** THE RECORDS follows **

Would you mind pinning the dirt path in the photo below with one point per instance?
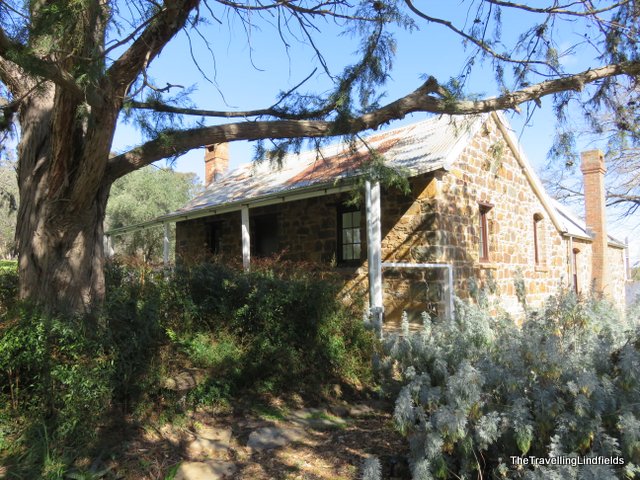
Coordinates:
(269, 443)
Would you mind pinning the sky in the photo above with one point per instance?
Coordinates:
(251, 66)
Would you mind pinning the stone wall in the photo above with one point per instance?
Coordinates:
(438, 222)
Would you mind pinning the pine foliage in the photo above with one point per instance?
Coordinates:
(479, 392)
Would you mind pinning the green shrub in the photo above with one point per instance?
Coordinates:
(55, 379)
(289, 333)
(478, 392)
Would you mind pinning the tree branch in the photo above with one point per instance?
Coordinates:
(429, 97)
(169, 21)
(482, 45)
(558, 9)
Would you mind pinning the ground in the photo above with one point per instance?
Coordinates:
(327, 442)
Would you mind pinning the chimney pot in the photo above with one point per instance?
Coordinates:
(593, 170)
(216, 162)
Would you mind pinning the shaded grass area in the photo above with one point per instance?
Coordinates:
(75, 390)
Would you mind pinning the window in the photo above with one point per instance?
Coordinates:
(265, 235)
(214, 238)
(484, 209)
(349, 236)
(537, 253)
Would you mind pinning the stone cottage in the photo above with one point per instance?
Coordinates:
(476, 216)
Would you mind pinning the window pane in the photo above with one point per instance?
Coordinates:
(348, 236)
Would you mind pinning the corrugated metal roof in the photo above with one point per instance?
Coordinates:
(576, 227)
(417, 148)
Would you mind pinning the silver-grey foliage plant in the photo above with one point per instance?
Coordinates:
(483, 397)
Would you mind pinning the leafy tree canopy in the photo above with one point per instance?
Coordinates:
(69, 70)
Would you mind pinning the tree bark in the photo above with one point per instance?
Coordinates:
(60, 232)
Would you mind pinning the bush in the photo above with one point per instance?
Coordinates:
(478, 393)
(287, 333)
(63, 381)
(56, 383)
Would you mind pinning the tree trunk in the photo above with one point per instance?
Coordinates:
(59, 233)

** End of THE RECORDS **
** THE RECORDS follows **

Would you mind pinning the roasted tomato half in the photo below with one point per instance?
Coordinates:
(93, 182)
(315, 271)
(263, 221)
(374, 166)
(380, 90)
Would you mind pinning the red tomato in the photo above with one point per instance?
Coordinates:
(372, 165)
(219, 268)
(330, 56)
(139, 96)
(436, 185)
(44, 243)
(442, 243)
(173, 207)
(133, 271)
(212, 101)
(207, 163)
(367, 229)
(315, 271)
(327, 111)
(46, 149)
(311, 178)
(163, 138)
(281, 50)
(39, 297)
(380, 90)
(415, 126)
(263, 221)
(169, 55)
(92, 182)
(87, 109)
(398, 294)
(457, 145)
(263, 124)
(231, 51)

** End of THE RECORDS **

- EXERCISE INSTRUCTIONS
What do the lines above say from the one containing "Would you mind pinning the ground" down to the one containing "Would you mind pinning the window in"? Return them exactly, both end lines included, and only them.

- EXERCISE OUTPUT
Would you mind pinning the ground in the photo above with one point per instance?
Coordinates:
(327, 442)
Would you mind pinning the chimney pot in the photo above with one point per instance?
Coordinates:
(593, 170)
(216, 162)
Would you mind pinning the shaded grass area in the photo above with one point per instance?
Coordinates:
(75, 390)
Would you mind pinning the window in the photo above with one point per instance?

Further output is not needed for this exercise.